• Work to complete:
[a] In the excerpt on workplace bullying, rewrite the paragraph starting "Tova expected Arielle to reciprocate" as a short bulleted list that keeps its main facts.
[b] From the excerpt on workplace bullying, write out the passage word for word. Begin at the words "Like Tova, do" and stop after "over your power.".
[c] Continue the excerpt on workplace bullying from the point where it stops, keeping its voice and subject.

• Selected excerpt:
--- Start ---
Andy sent her a stormy email, which she forwarded to their supervisor and Human Resources. The next day, a chastened Andy responded with the information Annette had requested.
By contrast, Annette's predecessor, Suzanne, stayed put despite Andy's tirades, even when he called her a "f---ing bitch." Convinced she needed Andy's information to complete her report, Suzanne endured meetings in which a red-faced Andy screamed in her face. When Suzanne finally quit, others asked why she had put up with it for so long.
Suzanne answered, "I kept thinking it would get better."
Do bullies target you because you let them?
Don't pass the test you should fail. Bullies eat nice people alive. They test to see if you'll allow bad treatment and, if you do, they escalate their abuse.
Just Say "No": Give Away Your Power
AFTER LEAVING HER last job to get away from a bully, Tova hoped for a fresh start in her new position as an inside sales professional. Her new boss, Buck, told her she'd support the rest of the sales team, and also have her own clients.
"Will they mind that I've never done sales?" Tova asked.
"We're hiring you for your administrative support skills, essential for success in inside sales. Besides, you'll have Arielle, the other woman on the team, to help you get the hang of things."
The problems began her first day. As Tova headed to her desk, Arielle asked, "You like coffee?" "I love it," answered Tova. "Great," said Arielle. "When you grab yours from the cart in the lobby, I want a café latte grande with caramel."
Not sure what the customs were on her new team, Tova said "Sure," and headed to the cart. When she handed Arielle her $5 drink, Arielle, who was on the phone, waved her away, mouthing, "Busy."
Tova expected Arielle to reciprocate with coffee the next morning. Arielle didn't. Instead, when Arielle saw Tova heading for the coffee cart, Arielle called out, "My usual." Tova didn't want to make waves, and knew she needed Arielle's guidance to become a success, so she bought Arielle a second latte. And a third.
Tova never received guidance from Arielle. Once, when Tova handed Arielle a draft proposal and asked, "I'd like your thoughts on this," Arielle responded, "Do you know your name is a four-letter word?"
As Tova's jaw dropped, Arielle said, "You asked my thoughts. That's what I thought."
Shocked, Tova said, "That hurts!"
"Oh, poor baby," Arielle goaded, smiling at another employee. "Toughen up."
While others on the sales team weren't the bully Arielle was, they soon learned that if they asked, "Hey, Tova, could you ...," she would say, "Sure." That didn't mean they helped Tova when Arielle belittled her. Instead, the others, like Arielle, gave Tova the grunt work projects they didn't want. Although Tova knew the requests were unreasonable, she did what they asked.
Like Tova, do you have no power, or do you have "no" power? If you're tired of being a doormat, you owe it to yourself to say "no more" or "stop" when a bully takes advantage of you or puts you down. If you allow disrespectful treatment, you hand over your power.
Your Turn: Where Are You Now?
--- End ---
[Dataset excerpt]
--- Start ---
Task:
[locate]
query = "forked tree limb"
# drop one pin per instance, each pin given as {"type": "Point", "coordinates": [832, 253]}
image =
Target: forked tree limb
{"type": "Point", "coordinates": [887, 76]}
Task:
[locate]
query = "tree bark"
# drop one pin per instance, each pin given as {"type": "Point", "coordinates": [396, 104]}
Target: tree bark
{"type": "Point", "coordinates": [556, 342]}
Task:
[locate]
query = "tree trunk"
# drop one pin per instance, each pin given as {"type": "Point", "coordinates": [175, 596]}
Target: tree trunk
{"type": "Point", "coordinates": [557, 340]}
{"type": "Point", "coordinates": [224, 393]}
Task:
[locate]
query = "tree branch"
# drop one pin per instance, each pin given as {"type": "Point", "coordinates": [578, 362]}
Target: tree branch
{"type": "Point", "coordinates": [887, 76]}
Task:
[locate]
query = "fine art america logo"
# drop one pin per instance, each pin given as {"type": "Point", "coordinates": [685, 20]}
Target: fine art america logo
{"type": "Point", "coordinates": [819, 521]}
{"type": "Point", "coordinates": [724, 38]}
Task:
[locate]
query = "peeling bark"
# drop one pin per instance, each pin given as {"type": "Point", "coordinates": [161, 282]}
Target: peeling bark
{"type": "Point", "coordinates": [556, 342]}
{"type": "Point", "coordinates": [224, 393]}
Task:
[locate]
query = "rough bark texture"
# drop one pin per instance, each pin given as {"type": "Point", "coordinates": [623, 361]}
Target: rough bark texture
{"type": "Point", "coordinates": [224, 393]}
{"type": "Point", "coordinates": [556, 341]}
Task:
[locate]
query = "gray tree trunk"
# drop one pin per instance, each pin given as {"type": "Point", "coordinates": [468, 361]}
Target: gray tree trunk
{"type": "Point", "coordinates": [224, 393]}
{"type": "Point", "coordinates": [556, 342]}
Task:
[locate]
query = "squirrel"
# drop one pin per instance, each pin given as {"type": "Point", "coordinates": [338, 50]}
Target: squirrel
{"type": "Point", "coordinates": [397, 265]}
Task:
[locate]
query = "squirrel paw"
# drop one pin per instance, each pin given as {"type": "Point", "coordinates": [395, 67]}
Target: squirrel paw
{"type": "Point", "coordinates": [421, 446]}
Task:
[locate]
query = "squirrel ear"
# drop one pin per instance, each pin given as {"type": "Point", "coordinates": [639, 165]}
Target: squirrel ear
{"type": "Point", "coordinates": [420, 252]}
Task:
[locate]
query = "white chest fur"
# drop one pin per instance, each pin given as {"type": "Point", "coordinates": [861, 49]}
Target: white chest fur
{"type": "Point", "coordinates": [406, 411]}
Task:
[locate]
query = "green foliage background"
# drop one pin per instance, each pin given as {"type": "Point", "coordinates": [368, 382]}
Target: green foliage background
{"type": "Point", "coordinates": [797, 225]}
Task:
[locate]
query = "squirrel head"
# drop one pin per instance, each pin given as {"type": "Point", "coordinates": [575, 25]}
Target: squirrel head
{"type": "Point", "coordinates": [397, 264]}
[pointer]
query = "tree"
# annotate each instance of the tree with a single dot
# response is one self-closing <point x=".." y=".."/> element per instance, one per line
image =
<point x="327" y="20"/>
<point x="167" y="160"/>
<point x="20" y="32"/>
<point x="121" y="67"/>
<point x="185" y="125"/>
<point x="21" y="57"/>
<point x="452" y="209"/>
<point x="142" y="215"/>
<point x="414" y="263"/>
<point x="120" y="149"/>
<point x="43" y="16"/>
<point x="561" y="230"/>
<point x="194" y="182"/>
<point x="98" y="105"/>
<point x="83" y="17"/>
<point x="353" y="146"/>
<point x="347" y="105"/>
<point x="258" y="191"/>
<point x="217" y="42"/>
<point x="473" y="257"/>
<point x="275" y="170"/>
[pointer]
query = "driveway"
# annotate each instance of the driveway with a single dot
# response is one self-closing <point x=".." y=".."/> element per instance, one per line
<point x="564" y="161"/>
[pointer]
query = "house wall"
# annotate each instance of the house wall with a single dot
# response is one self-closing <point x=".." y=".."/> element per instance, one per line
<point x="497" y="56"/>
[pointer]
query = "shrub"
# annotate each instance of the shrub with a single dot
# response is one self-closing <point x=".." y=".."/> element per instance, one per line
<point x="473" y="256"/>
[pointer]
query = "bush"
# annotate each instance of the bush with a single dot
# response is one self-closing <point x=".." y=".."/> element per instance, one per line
--- End ---
• Exercise responses:
[a]
- Tova expected Arielle to return the favor with coffee the next morning, but Arielle didn't.
- When Arielle saw Tova heading for the coffee cart, she called out, "My usual."
- Tova didn't want to make waves and knew she needed Arielle's guidance to succeed.
- She bought Arielle a second latte, and then a third.

[b]
Like Tova, do you have no power, or do you have "no" power? If you're tired of being a doormat, you owe it to yourself to say "no more" or "stop" when a bully takes advantage of you or puts you down. If you allow disrespectful treatment, you hand over your power.

[c]
1. What in the past put you in a bully's crosshairs? Which of the six factors fits you?
2. Into what category does head nurse Molly fit? What mistakes did she make?
3. If you've had bad luck, how do you plan to make it change? If you are unable to change your situation, how can you change your responses to the bullying in a way that doesn't feed the bully's desire to hurt or demean you?
4. Have you ignored warning signs? If so, which? What have you learned for next time?
5. Has a bully come after you because you had something the bully wanted? If so, have you let the bully take it away? Is there a way you can regain what was yours?
6. Are there ways in which you signal that you are an easy target?
7. You're a walking history of everything that's happened to you until you decide to rewrite your history. Are there past incidents that have made you vulnerable to bullying? Write two of them on a piece of paper, then describe what you want your pattern to be in the future.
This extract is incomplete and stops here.